(Stored data)

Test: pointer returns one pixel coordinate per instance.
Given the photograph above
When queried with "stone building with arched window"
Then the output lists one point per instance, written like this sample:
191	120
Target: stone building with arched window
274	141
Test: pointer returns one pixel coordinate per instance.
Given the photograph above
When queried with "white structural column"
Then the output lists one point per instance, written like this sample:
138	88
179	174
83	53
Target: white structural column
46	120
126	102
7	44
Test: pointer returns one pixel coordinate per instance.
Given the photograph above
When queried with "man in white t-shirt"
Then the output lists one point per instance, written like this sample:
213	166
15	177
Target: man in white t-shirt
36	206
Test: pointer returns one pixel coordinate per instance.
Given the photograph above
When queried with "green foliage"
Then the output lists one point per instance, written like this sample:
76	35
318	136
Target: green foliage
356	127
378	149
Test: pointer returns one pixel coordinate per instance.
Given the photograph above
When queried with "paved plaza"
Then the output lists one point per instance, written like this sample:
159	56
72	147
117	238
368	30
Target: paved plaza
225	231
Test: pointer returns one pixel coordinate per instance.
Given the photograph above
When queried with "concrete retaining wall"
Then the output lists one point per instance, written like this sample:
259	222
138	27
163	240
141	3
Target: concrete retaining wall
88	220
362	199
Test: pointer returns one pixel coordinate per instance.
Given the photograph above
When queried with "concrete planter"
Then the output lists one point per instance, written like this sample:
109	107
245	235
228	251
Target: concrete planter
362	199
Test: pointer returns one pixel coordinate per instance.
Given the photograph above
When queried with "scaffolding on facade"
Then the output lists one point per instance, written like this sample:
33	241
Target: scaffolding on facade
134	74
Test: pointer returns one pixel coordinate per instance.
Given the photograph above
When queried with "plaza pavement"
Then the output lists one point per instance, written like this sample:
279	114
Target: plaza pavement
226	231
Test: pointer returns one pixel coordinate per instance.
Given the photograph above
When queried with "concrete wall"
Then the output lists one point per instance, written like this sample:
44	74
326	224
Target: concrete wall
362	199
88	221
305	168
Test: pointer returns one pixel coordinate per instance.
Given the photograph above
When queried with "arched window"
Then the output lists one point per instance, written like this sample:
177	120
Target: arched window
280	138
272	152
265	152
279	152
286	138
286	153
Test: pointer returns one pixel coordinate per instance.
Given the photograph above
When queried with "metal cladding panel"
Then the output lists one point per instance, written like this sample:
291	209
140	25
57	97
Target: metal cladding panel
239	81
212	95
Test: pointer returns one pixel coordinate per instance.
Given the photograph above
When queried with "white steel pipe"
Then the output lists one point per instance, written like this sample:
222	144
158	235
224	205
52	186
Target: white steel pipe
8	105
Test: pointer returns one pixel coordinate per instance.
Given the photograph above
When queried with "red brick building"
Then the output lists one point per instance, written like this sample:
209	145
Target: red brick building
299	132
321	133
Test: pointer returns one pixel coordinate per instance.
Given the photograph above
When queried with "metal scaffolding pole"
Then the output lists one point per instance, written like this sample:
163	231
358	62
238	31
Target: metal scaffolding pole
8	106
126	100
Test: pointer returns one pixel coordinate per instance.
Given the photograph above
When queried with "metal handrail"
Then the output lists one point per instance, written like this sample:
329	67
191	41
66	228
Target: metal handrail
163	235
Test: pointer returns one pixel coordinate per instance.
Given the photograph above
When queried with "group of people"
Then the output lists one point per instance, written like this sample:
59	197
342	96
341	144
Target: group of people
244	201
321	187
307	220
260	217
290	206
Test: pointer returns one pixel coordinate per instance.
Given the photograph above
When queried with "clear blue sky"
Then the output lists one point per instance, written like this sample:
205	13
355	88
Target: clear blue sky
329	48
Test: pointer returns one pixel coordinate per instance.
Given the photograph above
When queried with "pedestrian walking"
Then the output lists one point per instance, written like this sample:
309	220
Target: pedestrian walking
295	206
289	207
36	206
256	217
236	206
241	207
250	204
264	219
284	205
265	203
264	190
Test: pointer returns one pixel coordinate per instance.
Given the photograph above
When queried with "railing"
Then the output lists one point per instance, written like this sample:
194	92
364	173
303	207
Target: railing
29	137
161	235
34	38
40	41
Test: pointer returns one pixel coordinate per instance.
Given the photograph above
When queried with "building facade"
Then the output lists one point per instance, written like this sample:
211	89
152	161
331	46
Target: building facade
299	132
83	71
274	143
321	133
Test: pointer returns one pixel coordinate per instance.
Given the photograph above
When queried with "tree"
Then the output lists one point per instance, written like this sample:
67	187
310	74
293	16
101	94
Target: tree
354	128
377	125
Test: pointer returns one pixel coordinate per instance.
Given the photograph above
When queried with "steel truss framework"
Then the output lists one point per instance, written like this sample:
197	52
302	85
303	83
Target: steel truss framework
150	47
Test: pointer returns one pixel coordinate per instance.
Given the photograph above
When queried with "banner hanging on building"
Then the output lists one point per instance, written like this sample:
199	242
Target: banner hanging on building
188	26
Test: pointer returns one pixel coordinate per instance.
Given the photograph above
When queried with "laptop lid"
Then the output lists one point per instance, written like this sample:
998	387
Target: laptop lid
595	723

> **WHAT IS BEING ASKED**
Exact copies of every record are required, so retype them in full.

> **REPLY TO THE EXERCISE**
Test: pointer returns one pixel coordinate per instance.
Given the photograph above
When queried with "stone building with arched window"
Then the output lists one point per instance, written like this sample:
191	120
Target: stone building with arched window
274	141
Test: pointer returns one pixel coordinate per instance.
Given the photograph above
When queried with "white structural column"
Then the output lists one point per instance, written like this sample:
138	88
179	174
83	53
Target: white structural column
46	120
126	102
7	44
Test: pointer returns one pixel coordinate per instance.
Given the photograph above
When queried with "man in white t-shirt"
Then the output lists one point per instance, written like this sample:
213	166
15	177
Target: man in white t-shirt
36	206
Test: pointer returns one pixel coordinate per instance.
Given the photograph above
When queried with "green foliage"
Then the output lists one point per instance, written like this sample:
76	35
318	136
Target: green foliage
356	127
378	149
Test: pointer returns one pixel coordinate per instance.
Given the photograph above
When queried with "paved plaza"
Then the output lists one point per instance, written like this sample:
159	56
72	147
117	238
368	30
Target: paved plaza
225	231
Test: pointer returns one pixel coordinate per instance.
Given the photograph above
When queried with "concrete retaining wall"
Then the output lists one point per instance, written like this sample:
259	222
138	27
163	240
141	3
Target: concrete retaining wall
88	220
362	199
Test: pointer returns one pixel coordinate per instance.
Given the photograph above
When queried with "concrete planter"
Then the output lists one point per instance, written like this sample:
109	107
245	235
228	251
Target: concrete planter
362	199
Test: pointer returns one pixel coordinate per instance.
Given the photograph above
When queried with "scaffolding on facade"
Then the output lists one point per instance, written like this sample:
33	241
Target: scaffolding on facade
134	74
Test: pointer returns one pixel coordinate per instance.
Given the photograph above
When queried with "plaza pavement"
Then the output lists one point per instance, written like this sample:
279	114
Target: plaza pavement
226	231
Test: pointer returns one pixel coordinate per instance.
Given the photograph above
When queried with "concrete wall"
Then the output lists one point per instance, written like this sample:
44	74
326	224
Target: concrete wall
362	199
88	221
305	168
Test: pointer returns one pixel coordinate per instance.
Given the photograph above
When queried with "arched window"
Then the output lists one point per instance, written like this sample:
177	120
Target: arched window
280	138
272	152
265	152
279	152
286	138
286	153
Test: pointer returns one pixel coordinate per instance.
Given the photograph above
When queried with "metal cladding panel"
Then the output lists one point per instance, written like this sample:
291	209
140	25
57	97
Target: metal cladding panel
239	81
212	95
Test: pointer returns one pixel coordinate per instance.
Given the photograph above
When queried with "white steel pipe"
Then the output lists one point per instance, written like this sample:
222	144
158	235
224	205
52	186
Target: white steel pipe
8	105
Test: pointer returns one pixel coordinate per instance.
Given the photograph above
When queried with "red brick building"
Then the output lists one point per instance, written like this sample:
209	145
Target: red brick building
299	132
321	133
Test: pointer returns one pixel coordinate per instance.
Given the photograph above
When queried with "metal scaffolding pole"
Then the output lists one point per instance, written like this sample:
163	231
358	62
238	31
Target: metal scaffolding pole
8	106
126	100
Test: pointer returns one pixel coordinate per instance.
Given the photograph above
When queried with "metal handrail"
Then the output lists one point per instance, written like this sample:
329	67
191	41
66	228
Target: metal handrail
163	235
Test: pointer returns one pixel coordinate per instance.
Given the photograph above
When queried with "group of people"
Then the output lists one point per instance, written like this sample:
59	197
342	96
341	144
Target: group of people
244	201
321	187
307	220
260	217
290	206
Test: pointer returns one pixel coordinate per instance.
Given the photograph above
When queried with "clear blue sky"
Then the output lists one point per instance, written like this sample:
205	13
355	88
Target: clear blue sky
329	48
Test: pointer returns one pixel coordinate per instance.
Given the photograph above
When queried with "pedestrian walking"
Then the output lists one point per instance, written like this sample:
309	220
Target: pedestrian walking
295	206
289	207
36	206
256	217
236	206
241	207
250	204
264	219
284	205
265	203
264	190
Test: pointer returns one pixel coordinate per instance.
Given the photograph above
When queried with "railing"
Then the output lists one point per instance, written like this sample:
194	92
364	173
303	207
Target: railing
29	137
161	235
34	38
40	41
Test: pointer returns one pixel coordinate per instance.
Given the photograph above
When queried with "building facade"
Then the output lists one point per instance, written like this sample:
211	89
152	161
331	46
Target: building facade
299	132
83	71
274	143
321	133
Test: pointer returns one pixel coordinate per instance.
Given the photograph above
When queried with "tree"
Then the output lists one point per instance, written like this sample:
67	187
310	74
293	16
101	94
Target: tree
354	128
377	125
Test: pointer returns one pixel coordinate per instance.
Given the photograph above
When queried with "steel truss framework"
Then the output lists one point per instance, written like this sample:
197	52
302	85
303	83
Target: steel truss framework
150	47
Test: pointer returns one pixel coordinate per instance.
Given the photograph above
When queried with "banner hanging on building"
Then the output lists one point per instance, written like this sample:
199	242
Target: banner hanging on building
188	26
Test: pointer returns one pixel coordinate per instance.
Given the photograph above
When queried with "laptop lid"
Then the output lists one point per instance, written like this sample:
998	387
Target: laptop lid
595	723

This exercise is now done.